▸ **Exercise objective**:
When a line in the data below includes "tower", count it; then give only the total.

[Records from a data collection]
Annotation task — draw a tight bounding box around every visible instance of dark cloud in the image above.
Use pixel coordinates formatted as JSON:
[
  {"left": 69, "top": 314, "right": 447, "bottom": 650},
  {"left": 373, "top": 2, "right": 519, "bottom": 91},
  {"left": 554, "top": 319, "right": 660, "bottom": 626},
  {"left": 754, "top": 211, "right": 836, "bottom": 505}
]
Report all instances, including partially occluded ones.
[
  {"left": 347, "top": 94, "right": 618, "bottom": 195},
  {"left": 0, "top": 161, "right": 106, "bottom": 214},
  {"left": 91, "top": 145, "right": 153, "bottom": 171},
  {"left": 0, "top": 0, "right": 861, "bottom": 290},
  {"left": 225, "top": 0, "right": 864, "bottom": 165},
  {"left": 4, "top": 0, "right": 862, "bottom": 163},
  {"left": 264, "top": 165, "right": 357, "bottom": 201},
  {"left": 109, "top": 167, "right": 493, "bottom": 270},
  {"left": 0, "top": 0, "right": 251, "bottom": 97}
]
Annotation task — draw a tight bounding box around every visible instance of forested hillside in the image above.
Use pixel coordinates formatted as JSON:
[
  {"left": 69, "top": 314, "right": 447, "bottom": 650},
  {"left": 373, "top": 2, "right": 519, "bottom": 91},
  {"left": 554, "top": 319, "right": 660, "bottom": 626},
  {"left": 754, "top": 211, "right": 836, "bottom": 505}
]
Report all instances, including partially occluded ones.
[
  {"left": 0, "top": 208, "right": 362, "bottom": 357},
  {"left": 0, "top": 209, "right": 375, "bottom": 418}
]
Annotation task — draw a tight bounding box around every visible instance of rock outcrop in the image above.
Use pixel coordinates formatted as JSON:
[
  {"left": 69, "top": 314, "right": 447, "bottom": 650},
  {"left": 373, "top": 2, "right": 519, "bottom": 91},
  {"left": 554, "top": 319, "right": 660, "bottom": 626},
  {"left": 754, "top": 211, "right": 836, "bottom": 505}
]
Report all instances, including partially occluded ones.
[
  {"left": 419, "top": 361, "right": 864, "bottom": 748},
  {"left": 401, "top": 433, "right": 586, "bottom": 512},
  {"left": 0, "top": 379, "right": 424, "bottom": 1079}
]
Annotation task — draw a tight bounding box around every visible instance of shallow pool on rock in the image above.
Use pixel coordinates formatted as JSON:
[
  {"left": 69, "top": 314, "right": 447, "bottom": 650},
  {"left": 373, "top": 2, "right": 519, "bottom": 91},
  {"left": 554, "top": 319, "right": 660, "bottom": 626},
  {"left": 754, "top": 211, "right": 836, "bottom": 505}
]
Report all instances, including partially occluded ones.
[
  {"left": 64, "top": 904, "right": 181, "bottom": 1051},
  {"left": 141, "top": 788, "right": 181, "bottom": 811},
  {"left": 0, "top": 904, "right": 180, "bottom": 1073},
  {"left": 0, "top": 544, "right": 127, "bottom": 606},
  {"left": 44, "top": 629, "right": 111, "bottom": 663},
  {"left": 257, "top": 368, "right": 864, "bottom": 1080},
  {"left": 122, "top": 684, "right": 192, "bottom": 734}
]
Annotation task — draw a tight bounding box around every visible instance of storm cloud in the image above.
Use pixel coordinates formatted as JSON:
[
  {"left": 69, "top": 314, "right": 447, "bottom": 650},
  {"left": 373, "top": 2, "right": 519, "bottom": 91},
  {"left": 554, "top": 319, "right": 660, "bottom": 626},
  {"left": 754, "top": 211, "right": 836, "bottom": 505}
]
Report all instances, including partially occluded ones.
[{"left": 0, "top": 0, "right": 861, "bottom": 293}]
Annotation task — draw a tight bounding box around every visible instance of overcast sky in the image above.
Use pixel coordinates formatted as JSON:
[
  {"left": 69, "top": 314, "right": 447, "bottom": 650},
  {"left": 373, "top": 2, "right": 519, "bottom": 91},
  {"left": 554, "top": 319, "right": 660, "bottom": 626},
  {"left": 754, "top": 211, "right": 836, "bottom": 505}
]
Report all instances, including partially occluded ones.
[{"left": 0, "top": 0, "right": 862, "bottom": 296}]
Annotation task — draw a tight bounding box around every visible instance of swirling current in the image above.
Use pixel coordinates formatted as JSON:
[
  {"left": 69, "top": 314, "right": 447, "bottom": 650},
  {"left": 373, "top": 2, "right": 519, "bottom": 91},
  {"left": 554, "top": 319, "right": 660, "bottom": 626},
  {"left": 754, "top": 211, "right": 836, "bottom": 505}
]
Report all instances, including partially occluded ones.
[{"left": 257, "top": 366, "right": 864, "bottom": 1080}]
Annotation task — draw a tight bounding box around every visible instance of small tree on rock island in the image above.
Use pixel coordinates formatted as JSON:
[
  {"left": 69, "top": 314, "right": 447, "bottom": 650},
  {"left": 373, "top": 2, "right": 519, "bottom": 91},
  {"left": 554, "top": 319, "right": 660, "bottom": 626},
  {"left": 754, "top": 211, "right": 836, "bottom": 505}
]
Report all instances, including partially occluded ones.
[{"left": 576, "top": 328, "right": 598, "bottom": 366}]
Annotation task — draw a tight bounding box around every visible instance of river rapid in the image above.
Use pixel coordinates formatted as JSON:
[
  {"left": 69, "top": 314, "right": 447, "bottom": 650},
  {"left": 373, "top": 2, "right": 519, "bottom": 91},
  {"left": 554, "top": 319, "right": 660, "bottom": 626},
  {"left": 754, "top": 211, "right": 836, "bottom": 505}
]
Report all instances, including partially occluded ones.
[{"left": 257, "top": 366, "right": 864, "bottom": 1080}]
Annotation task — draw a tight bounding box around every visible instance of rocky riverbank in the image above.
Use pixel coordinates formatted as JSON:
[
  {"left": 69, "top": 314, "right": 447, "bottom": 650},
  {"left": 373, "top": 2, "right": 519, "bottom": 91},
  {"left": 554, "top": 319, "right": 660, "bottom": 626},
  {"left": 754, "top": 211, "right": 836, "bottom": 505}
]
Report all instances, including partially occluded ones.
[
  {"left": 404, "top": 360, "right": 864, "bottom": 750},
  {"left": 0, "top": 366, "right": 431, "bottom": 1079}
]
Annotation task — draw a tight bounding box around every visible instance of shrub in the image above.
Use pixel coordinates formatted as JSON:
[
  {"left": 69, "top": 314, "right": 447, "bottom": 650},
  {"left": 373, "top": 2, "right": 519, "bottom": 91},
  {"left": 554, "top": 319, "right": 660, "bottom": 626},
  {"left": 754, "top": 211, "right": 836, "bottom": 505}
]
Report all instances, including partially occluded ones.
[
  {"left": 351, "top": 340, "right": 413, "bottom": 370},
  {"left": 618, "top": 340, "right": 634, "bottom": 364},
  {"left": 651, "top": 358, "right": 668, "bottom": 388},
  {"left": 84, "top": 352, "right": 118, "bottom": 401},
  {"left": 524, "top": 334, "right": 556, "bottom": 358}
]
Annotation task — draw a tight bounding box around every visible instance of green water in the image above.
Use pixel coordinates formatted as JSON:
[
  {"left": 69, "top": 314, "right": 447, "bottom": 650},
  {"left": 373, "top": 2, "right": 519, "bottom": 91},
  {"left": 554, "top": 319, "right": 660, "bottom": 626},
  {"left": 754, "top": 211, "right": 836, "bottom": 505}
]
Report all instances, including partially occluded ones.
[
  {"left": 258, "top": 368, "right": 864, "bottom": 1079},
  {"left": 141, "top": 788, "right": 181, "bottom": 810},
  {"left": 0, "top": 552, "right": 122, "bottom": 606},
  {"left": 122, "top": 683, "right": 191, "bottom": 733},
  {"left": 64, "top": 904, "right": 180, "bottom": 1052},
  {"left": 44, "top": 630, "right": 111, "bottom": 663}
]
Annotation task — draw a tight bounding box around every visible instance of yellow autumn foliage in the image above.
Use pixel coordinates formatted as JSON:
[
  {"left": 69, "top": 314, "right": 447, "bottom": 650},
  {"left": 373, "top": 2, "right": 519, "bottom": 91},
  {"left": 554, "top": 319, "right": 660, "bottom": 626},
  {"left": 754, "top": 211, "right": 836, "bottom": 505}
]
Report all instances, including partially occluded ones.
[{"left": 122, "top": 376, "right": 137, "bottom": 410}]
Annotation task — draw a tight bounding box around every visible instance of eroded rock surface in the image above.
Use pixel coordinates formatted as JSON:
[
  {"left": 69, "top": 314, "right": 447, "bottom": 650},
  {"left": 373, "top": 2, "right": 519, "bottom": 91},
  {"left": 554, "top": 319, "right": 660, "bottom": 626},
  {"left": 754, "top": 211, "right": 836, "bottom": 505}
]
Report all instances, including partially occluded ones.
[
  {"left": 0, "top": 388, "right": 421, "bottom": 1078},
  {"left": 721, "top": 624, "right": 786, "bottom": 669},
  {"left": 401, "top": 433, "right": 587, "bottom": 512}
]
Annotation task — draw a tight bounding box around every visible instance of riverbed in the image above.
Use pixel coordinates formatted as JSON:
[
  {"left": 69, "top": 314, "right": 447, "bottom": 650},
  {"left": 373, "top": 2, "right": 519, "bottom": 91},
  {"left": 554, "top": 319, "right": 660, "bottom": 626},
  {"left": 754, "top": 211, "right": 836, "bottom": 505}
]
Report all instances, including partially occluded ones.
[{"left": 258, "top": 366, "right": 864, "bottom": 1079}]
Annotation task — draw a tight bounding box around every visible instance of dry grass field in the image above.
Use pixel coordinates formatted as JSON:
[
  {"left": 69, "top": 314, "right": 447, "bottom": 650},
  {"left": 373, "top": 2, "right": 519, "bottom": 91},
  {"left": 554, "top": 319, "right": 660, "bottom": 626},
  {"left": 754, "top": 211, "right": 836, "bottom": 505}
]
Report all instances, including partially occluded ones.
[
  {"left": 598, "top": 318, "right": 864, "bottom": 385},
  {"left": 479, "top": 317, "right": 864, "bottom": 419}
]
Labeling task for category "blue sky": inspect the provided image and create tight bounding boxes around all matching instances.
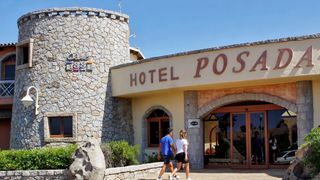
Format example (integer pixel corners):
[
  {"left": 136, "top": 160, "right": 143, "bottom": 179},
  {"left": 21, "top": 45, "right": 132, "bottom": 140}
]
[{"left": 1, "top": 0, "right": 320, "bottom": 58}]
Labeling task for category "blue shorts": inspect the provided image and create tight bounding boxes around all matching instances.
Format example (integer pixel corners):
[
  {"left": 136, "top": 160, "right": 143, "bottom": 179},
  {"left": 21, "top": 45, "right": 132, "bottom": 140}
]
[{"left": 163, "top": 155, "right": 172, "bottom": 164}]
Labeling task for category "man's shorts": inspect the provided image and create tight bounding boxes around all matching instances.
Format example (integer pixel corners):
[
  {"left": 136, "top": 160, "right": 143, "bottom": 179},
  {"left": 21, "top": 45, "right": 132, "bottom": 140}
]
[
  {"left": 163, "top": 155, "right": 172, "bottom": 164},
  {"left": 175, "top": 152, "right": 189, "bottom": 163}
]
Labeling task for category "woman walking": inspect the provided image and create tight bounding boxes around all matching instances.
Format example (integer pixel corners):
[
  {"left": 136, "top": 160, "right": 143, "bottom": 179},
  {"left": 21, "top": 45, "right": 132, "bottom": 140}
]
[{"left": 169, "top": 129, "right": 192, "bottom": 180}]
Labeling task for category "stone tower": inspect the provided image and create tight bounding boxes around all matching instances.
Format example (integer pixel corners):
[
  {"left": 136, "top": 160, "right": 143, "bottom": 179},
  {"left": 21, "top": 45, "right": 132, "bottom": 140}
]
[{"left": 11, "top": 7, "right": 133, "bottom": 148}]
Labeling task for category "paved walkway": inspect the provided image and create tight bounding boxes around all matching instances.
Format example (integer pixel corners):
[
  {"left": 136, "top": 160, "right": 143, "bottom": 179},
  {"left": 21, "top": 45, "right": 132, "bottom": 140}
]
[{"left": 141, "top": 169, "right": 285, "bottom": 180}]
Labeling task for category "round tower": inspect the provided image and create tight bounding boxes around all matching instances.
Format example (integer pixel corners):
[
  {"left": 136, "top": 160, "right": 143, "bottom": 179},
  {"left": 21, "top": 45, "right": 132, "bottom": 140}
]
[{"left": 11, "top": 7, "right": 131, "bottom": 148}]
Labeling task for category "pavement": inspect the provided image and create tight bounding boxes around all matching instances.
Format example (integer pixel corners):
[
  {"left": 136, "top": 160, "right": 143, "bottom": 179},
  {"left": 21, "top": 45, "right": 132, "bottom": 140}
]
[{"left": 140, "top": 168, "right": 285, "bottom": 180}]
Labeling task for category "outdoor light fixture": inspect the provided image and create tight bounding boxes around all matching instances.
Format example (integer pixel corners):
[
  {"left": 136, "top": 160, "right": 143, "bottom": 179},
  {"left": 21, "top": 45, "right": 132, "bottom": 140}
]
[{"left": 21, "top": 86, "right": 39, "bottom": 115}]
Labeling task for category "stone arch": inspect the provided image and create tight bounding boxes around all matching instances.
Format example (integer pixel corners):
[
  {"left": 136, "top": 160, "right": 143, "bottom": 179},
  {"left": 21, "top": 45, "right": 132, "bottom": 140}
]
[
  {"left": 198, "top": 93, "right": 297, "bottom": 118},
  {"left": 143, "top": 105, "right": 173, "bottom": 122},
  {"left": 140, "top": 105, "right": 173, "bottom": 162}
]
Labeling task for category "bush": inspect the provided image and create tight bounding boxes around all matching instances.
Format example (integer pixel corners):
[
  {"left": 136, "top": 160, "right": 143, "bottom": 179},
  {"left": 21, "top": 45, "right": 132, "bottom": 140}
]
[
  {"left": 144, "top": 152, "right": 162, "bottom": 163},
  {"left": 101, "top": 141, "right": 139, "bottom": 167},
  {"left": 303, "top": 127, "right": 320, "bottom": 176},
  {"left": 0, "top": 145, "right": 77, "bottom": 171}
]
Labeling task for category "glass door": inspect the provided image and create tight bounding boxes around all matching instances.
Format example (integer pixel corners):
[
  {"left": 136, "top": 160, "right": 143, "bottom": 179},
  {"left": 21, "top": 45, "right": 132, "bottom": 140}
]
[
  {"left": 231, "top": 113, "right": 247, "bottom": 165},
  {"left": 203, "top": 101, "right": 294, "bottom": 168},
  {"left": 249, "top": 112, "right": 267, "bottom": 166}
]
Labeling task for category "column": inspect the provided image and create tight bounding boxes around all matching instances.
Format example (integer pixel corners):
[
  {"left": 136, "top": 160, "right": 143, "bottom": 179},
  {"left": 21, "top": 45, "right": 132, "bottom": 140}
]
[
  {"left": 184, "top": 91, "right": 203, "bottom": 169},
  {"left": 296, "top": 81, "right": 313, "bottom": 146}
]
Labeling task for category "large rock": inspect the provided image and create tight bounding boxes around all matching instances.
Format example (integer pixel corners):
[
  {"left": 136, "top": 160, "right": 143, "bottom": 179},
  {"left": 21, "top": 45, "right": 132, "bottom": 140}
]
[
  {"left": 312, "top": 173, "right": 320, "bottom": 180},
  {"left": 283, "top": 146, "right": 313, "bottom": 180},
  {"left": 70, "top": 140, "right": 106, "bottom": 180}
]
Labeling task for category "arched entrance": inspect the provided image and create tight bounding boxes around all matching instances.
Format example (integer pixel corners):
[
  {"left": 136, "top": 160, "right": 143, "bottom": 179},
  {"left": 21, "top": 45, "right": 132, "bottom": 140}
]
[{"left": 203, "top": 100, "right": 297, "bottom": 168}]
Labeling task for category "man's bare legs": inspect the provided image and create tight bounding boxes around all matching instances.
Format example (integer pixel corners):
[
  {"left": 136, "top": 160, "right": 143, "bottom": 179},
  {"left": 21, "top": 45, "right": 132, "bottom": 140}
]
[{"left": 158, "top": 163, "right": 174, "bottom": 177}]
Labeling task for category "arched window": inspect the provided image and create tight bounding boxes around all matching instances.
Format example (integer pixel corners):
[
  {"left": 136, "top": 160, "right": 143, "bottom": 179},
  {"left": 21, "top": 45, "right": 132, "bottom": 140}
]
[
  {"left": 147, "top": 109, "right": 170, "bottom": 147},
  {"left": 1, "top": 54, "right": 15, "bottom": 80}
]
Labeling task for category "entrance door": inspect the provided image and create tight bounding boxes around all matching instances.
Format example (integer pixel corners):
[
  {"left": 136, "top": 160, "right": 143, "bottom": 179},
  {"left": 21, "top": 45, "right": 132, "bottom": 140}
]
[
  {"left": 249, "top": 112, "right": 267, "bottom": 167},
  {"left": 203, "top": 102, "right": 297, "bottom": 168},
  {"left": 231, "top": 112, "right": 267, "bottom": 167},
  {"left": 0, "top": 118, "right": 11, "bottom": 149},
  {"left": 231, "top": 113, "right": 247, "bottom": 165}
]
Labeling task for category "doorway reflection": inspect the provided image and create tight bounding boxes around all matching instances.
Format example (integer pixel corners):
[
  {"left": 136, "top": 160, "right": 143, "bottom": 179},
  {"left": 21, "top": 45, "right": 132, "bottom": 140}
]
[
  {"left": 204, "top": 112, "right": 230, "bottom": 165},
  {"left": 232, "top": 113, "right": 247, "bottom": 165},
  {"left": 268, "top": 109, "right": 297, "bottom": 165},
  {"left": 250, "top": 112, "right": 265, "bottom": 165}
]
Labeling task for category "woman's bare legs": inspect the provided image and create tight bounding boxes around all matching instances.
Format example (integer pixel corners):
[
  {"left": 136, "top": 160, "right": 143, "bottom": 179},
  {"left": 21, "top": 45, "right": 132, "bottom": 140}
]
[
  {"left": 185, "top": 162, "right": 190, "bottom": 178},
  {"left": 170, "top": 162, "right": 182, "bottom": 176}
]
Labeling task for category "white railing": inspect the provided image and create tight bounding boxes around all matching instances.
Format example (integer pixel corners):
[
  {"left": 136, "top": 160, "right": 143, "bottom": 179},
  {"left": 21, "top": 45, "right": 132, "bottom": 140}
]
[{"left": 0, "top": 80, "right": 14, "bottom": 97}]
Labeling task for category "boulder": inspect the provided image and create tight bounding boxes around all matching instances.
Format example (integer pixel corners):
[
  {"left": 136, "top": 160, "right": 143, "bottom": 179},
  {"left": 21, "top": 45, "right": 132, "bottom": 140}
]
[
  {"left": 283, "top": 146, "right": 313, "bottom": 180},
  {"left": 312, "top": 173, "right": 320, "bottom": 180},
  {"left": 70, "top": 140, "right": 106, "bottom": 180},
  {"left": 295, "top": 146, "right": 311, "bottom": 159}
]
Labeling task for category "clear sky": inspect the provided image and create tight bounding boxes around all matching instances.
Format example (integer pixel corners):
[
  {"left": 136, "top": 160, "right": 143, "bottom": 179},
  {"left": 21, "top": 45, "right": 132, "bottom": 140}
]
[{"left": 1, "top": 0, "right": 320, "bottom": 58}]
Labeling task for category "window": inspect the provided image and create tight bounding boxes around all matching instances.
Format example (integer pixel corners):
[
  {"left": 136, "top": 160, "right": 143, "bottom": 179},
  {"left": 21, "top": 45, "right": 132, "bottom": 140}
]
[
  {"left": 49, "top": 116, "right": 73, "bottom": 138},
  {"left": 44, "top": 112, "right": 77, "bottom": 142},
  {"left": 1, "top": 54, "right": 16, "bottom": 80},
  {"left": 147, "top": 109, "right": 170, "bottom": 147},
  {"left": 4, "top": 65, "right": 15, "bottom": 80},
  {"left": 16, "top": 38, "right": 33, "bottom": 69}
]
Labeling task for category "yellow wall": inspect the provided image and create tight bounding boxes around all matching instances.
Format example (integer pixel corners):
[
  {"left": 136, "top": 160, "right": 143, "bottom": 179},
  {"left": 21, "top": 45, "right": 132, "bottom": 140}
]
[
  {"left": 132, "top": 91, "right": 184, "bottom": 154},
  {"left": 313, "top": 80, "right": 320, "bottom": 127}
]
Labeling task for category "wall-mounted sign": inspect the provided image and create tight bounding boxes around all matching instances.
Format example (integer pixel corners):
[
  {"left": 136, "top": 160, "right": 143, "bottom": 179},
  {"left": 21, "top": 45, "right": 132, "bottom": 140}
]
[
  {"left": 188, "top": 119, "right": 200, "bottom": 128},
  {"left": 65, "top": 53, "right": 93, "bottom": 72}
]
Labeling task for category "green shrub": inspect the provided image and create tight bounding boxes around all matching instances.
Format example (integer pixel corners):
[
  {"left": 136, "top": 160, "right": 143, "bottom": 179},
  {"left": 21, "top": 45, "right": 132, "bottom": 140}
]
[
  {"left": 303, "top": 127, "right": 320, "bottom": 176},
  {"left": 101, "top": 141, "right": 139, "bottom": 167},
  {"left": 144, "top": 152, "right": 162, "bottom": 163},
  {"left": 0, "top": 145, "right": 77, "bottom": 170}
]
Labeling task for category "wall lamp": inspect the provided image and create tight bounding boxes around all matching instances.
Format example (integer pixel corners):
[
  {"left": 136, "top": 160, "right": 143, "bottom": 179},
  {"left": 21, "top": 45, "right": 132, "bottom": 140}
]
[{"left": 21, "top": 86, "right": 39, "bottom": 115}]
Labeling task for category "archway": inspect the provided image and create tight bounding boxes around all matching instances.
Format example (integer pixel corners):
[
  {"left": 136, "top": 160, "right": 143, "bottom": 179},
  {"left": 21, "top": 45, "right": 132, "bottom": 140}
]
[
  {"left": 198, "top": 93, "right": 297, "bottom": 118},
  {"left": 200, "top": 94, "right": 297, "bottom": 168}
]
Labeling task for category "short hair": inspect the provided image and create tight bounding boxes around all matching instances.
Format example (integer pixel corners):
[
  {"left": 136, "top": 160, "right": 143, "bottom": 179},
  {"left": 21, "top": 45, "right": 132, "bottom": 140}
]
[{"left": 167, "top": 127, "right": 173, "bottom": 134}]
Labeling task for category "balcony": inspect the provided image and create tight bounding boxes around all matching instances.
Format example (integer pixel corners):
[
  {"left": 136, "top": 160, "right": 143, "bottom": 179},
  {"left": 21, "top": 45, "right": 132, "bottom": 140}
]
[{"left": 0, "top": 80, "right": 14, "bottom": 97}]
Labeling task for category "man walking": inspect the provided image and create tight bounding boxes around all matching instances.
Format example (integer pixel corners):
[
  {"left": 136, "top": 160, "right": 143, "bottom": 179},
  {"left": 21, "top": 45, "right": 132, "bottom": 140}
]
[{"left": 157, "top": 128, "right": 176, "bottom": 180}]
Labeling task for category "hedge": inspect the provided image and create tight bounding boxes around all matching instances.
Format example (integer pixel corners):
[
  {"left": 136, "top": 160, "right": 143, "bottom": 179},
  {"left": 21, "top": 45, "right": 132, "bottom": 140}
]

▸ **Task result**:
2